» **Work to do**:
A. In the article about the NRA convention, how many days does the gathering in Indianapolis last?
B. Rewrite the NRA convention article starting with "NRA convention draws" and going on through "in Uvalde, Texas.", putting "arena" wherever "convention center" appears.
C. According to the NRA convention article, why did the Republican hopefuls oppose new firearms restrictions after the recent mass shootings?

» **Article**:

####################

NRA convention draws top GOP 2024 hopefuls after shootings

The NRA is gearing up to play a key role in next year's presidential race in a stark departure from 2020.|

INDIANAPOLIS — Top Republican hopefuls for the 2024 presidential race vowed Friday at the National Rifle Association's annual convention to defend the Second Amendment at all costs, suggesting that new firearms restrictions in the wake of mass shootings in the country would only hurt law-abiding gun owners.

The three-day gathering kicked off with thousands of the organization’s most active members at Indianapolis’ convention center mere days after mass shootings in Nashville and Louisville. Last year's NRA convention came just days after the massacre at a school in Uvalde, Texas.

It illustrated the stark reality that such shootings have become enough of the fabric of American life that the NRA can no longer schedule around them. Nor does it really want to: The convention falls on the second anniversary of the mass shooting at a FedEx facility in Indianapolis that killed nine people.

####################

» **Material provided**:
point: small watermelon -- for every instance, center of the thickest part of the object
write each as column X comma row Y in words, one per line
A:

####################

» **Answers per task**:
A. Three days.

B.
NRA convention draws top GOP 2024 hopefuls after shootings

The NRA is gearing up to play a key role in next year's presidential race in a stark departure from 2020.|

INDIANAPOLIS — Top Republican hopefuls for the 2024 presidential race vowed Friday at the National Rifle Association's annual convention to defend the Second Amendment at all costs, suggesting that new firearms restrictions in the wake of mass shootings in the country would only hurt law-abiding gun owners.

The three-day gathering kicked off with thousands of the organization’s most active members at Indianapolis’ arena mere days after mass shootings in Nashville and Louisville. Last year's NRA convention came just days after the massacre at a school in Uvalde, Texas.

C. They suggested that new firearms restrictions would only hurt law-abiding gun owners.